(SOURCE MATERIAL)
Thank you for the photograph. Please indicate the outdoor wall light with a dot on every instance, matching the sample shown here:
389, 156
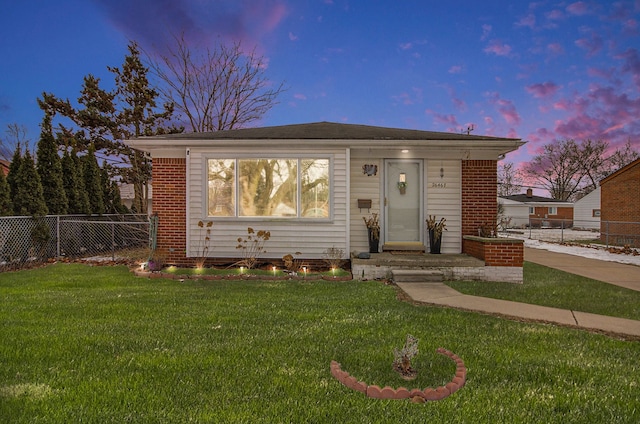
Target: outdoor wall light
402, 183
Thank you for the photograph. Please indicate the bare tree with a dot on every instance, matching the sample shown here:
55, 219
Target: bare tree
218, 89
509, 179
557, 169
622, 157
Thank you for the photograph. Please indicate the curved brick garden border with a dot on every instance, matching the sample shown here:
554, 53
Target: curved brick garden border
172, 276
416, 395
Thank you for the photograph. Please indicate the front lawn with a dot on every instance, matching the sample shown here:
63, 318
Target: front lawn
551, 287
99, 345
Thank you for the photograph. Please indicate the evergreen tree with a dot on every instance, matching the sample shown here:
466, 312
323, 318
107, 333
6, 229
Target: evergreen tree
92, 180
50, 170
28, 198
78, 201
6, 207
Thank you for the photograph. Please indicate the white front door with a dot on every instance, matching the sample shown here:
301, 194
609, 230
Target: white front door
403, 205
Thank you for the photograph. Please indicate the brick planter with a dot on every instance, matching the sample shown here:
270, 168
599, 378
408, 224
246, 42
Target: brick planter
416, 395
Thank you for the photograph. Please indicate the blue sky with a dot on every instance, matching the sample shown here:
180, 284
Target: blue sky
539, 70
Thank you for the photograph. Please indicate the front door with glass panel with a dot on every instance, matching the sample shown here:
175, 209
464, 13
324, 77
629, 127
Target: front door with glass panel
403, 201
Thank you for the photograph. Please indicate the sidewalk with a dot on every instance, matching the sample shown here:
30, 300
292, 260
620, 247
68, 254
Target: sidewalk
620, 274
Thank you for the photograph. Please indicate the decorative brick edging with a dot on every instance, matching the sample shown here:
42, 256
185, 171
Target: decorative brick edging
428, 394
172, 276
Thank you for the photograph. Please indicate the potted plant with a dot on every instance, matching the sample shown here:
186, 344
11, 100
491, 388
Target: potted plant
373, 228
435, 229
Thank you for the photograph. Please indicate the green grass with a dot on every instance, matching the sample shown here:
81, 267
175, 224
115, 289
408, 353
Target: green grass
98, 345
551, 287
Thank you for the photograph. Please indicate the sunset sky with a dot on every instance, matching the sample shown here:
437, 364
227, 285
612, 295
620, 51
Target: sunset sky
539, 70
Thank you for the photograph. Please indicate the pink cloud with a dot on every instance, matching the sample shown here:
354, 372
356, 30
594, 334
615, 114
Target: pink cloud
578, 8
527, 21
554, 15
542, 90
592, 45
498, 48
486, 31
247, 21
631, 64
555, 49
505, 108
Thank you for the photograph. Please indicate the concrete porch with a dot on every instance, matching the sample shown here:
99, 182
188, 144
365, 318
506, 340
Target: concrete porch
416, 266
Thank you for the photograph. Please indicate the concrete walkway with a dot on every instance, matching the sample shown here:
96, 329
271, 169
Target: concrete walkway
623, 275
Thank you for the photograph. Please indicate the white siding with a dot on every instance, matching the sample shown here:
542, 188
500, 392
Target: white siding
363, 187
444, 199
583, 211
310, 238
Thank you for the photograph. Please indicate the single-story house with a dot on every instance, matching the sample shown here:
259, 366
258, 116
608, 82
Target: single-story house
620, 206
522, 210
586, 211
311, 185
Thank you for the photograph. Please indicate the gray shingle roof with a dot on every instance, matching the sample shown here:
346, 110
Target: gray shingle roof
329, 131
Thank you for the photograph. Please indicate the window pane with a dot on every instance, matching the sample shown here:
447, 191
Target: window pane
314, 177
221, 182
268, 187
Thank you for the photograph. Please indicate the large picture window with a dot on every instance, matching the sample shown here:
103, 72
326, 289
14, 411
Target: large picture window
269, 187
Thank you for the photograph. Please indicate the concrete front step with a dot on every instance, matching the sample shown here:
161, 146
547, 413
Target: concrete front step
417, 276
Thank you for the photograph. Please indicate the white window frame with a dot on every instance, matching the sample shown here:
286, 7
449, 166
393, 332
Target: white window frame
298, 217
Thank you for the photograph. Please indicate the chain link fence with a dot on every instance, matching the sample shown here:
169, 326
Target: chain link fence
608, 233
25, 240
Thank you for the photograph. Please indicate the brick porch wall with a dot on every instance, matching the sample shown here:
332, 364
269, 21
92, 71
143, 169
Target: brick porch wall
169, 202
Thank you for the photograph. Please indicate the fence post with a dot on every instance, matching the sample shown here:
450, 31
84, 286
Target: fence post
113, 241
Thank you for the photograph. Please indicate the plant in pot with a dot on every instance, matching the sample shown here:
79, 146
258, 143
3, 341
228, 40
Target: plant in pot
435, 229
373, 228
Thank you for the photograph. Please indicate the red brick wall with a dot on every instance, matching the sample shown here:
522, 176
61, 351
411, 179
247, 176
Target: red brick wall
620, 202
620, 196
497, 252
479, 195
169, 202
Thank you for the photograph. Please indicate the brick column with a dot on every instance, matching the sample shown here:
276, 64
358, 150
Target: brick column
169, 202
479, 196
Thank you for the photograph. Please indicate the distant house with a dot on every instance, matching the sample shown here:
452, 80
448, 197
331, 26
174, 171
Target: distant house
620, 206
586, 211
4, 166
522, 210
127, 196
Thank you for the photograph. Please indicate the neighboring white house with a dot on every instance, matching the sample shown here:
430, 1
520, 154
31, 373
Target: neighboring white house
127, 196
586, 211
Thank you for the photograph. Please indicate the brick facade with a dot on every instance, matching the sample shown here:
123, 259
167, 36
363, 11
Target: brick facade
479, 195
496, 252
169, 202
620, 203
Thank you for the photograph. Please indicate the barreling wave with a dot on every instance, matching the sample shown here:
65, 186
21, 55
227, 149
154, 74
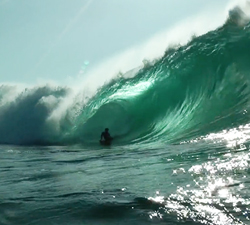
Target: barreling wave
192, 90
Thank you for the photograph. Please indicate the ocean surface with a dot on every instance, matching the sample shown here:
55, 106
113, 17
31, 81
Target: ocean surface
181, 149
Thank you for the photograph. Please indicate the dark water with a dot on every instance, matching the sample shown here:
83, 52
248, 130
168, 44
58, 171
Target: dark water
181, 147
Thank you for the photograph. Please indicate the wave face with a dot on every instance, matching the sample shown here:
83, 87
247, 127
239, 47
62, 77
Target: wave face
191, 91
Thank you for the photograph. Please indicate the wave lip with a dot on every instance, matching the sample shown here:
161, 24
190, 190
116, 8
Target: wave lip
193, 90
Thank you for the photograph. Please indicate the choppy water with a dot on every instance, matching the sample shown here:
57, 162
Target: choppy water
180, 153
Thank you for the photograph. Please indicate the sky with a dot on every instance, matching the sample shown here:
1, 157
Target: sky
60, 39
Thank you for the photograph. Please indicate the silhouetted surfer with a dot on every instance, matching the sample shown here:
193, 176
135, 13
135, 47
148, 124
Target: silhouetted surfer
105, 137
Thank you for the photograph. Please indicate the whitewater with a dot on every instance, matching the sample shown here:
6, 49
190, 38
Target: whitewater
180, 154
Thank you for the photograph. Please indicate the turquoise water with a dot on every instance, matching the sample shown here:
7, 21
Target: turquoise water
181, 142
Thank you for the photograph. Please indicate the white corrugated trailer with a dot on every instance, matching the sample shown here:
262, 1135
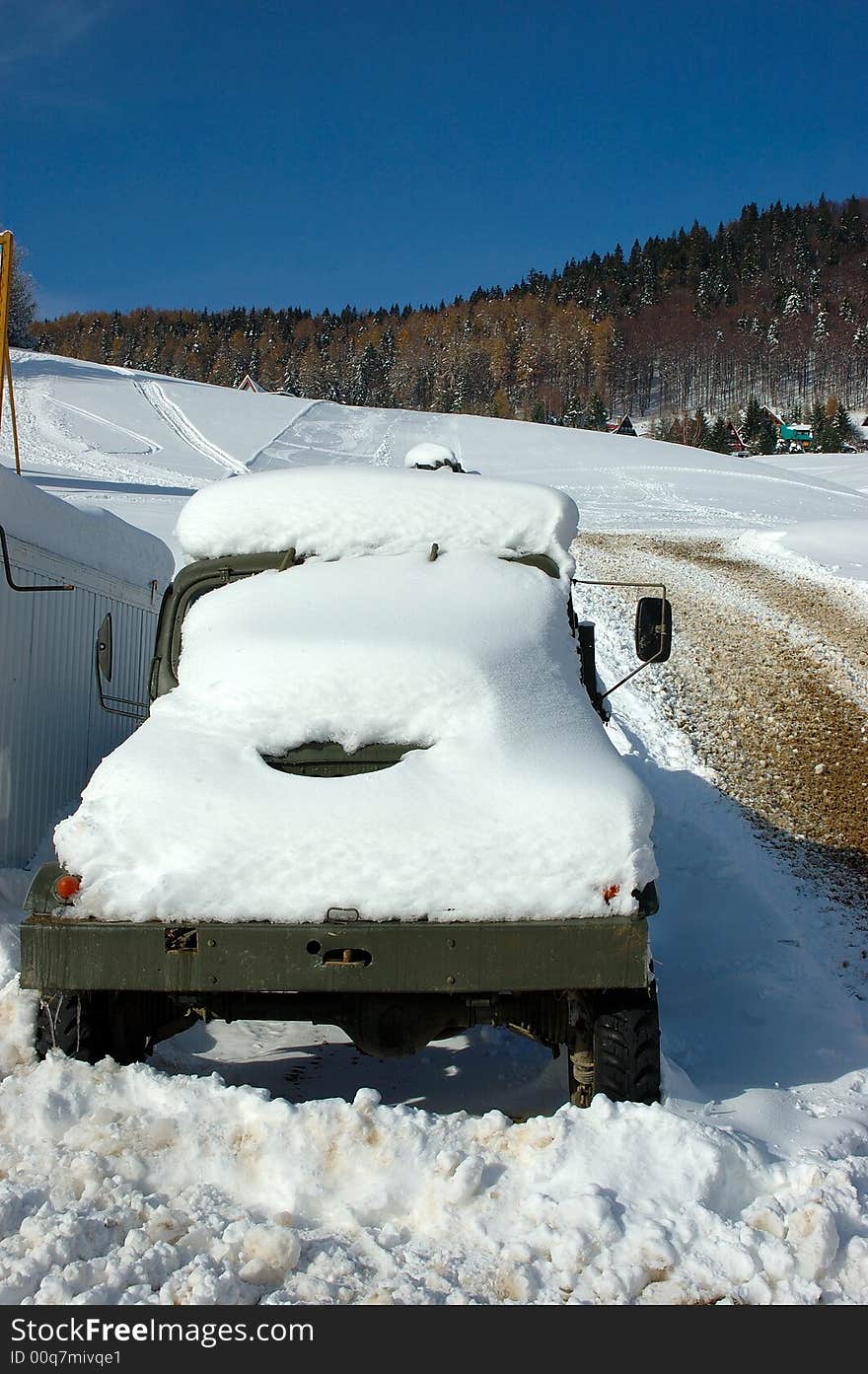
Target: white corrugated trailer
52, 727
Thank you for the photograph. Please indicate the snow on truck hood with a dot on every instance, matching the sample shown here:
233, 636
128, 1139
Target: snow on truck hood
513, 805
345, 511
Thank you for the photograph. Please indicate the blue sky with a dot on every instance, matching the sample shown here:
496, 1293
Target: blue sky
189, 154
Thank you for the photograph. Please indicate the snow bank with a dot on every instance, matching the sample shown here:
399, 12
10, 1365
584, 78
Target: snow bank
515, 804
342, 511
126, 1186
95, 539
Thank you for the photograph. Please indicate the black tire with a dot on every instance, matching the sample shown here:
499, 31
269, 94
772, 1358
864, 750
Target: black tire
91, 1025
621, 1056
626, 1049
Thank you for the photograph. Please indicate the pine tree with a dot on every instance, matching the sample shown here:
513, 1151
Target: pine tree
766, 439
818, 426
753, 419
702, 432
718, 443
597, 412
843, 425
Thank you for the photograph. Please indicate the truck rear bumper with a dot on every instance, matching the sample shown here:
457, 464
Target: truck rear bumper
59, 954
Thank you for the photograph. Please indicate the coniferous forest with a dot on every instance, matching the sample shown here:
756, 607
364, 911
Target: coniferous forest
773, 304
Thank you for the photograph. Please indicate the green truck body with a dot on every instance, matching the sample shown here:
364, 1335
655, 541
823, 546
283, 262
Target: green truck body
584, 982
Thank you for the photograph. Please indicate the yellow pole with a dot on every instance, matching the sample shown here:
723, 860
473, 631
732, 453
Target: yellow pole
6, 363
9, 369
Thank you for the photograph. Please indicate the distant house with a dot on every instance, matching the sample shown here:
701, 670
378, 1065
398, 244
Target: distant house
801, 434
248, 384
622, 426
735, 439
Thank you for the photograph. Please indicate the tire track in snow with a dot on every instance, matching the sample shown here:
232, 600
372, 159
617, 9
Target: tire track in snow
271, 455
175, 418
151, 446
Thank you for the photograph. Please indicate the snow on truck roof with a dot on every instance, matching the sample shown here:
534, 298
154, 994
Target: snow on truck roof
347, 511
508, 801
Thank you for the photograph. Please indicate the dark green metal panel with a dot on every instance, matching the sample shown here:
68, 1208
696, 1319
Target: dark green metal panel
384, 957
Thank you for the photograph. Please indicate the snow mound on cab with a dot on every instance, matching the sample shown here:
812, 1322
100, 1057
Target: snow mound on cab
511, 805
430, 455
343, 511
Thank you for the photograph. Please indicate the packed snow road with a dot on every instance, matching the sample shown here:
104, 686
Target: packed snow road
770, 686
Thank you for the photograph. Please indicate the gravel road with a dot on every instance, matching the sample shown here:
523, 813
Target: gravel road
769, 678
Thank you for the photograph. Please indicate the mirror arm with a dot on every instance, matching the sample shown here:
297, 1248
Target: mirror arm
647, 664
17, 587
591, 581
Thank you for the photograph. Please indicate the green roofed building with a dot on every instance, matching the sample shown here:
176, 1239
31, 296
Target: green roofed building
797, 433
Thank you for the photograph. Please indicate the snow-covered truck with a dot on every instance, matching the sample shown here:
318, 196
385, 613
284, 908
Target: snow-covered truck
374, 790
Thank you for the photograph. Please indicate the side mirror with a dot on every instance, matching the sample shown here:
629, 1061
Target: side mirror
104, 647
653, 629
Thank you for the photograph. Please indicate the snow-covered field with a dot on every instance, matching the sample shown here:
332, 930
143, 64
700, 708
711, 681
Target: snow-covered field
273, 1164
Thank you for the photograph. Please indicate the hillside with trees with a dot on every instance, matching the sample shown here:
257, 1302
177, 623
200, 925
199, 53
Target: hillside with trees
773, 304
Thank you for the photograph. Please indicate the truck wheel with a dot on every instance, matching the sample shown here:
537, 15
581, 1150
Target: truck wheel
623, 1061
91, 1025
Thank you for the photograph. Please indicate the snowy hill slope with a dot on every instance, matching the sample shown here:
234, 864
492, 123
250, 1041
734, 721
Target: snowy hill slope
142, 443
749, 1184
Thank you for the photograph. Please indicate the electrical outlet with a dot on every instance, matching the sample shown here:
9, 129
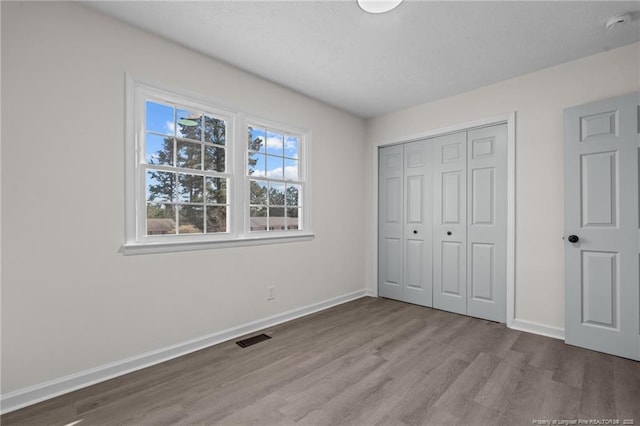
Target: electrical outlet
272, 292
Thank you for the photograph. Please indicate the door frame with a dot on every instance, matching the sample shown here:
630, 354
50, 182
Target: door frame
510, 120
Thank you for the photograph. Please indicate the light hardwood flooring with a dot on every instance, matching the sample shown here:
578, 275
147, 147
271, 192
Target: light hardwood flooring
367, 362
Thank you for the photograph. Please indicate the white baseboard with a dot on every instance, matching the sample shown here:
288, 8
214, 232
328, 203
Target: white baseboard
33, 394
537, 328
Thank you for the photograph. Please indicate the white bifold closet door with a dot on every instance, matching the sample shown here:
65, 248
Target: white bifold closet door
442, 222
405, 217
602, 226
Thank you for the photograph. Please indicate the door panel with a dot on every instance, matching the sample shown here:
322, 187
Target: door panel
451, 266
483, 196
599, 289
482, 273
451, 197
390, 213
599, 189
417, 225
449, 224
486, 230
602, 269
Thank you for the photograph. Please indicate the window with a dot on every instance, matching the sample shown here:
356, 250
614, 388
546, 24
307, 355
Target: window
192, 184
275, 186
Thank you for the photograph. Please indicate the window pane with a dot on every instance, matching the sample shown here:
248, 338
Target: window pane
159, 149
256, 165
291, 144
216, 190
189, 155
293, 218
276, 219
276, 194
191, 219
161, 186
256, 139
258, 192
275, 168
258, 218
161, 219
275, 143
291, 169
215, 130
190, 188
216, 219
293, 195
214, 158
160, 118
189, 124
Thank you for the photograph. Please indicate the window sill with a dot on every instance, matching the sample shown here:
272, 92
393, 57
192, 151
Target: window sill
177, 246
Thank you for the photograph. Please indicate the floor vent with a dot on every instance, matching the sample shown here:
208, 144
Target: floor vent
253, 340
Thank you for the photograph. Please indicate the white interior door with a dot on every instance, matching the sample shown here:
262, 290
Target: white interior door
450, 222
390, 220
602, 221
487, 223
417, 227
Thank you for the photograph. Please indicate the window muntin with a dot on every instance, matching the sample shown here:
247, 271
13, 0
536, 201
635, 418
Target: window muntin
274, 175
186, 172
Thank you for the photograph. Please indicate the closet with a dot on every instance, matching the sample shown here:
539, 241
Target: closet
442, 220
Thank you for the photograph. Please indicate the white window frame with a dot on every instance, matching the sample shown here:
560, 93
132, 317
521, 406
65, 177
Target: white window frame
238, 231
303, 148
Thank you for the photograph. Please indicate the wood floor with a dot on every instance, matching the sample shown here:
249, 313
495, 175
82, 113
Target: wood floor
368, 362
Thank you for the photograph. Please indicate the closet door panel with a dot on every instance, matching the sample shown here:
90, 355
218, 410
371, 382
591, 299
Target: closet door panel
390, 220
486, 228
449, 223
417, 226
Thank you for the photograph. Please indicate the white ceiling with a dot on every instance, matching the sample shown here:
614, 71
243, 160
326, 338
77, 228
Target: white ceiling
374, 64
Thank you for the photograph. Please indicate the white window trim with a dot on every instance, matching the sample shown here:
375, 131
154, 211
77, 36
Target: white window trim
(End SOURCE MATERIAL)
• YOUR INSTRUCTIONS
Now copy each line of the entries that mentions "trim".

• RESPONSE FOR THIS EXERCISE
Thank you for the photograph. Please indicate the white window trim with a dot on every instance, matching the sample shown here:
Target: white window trim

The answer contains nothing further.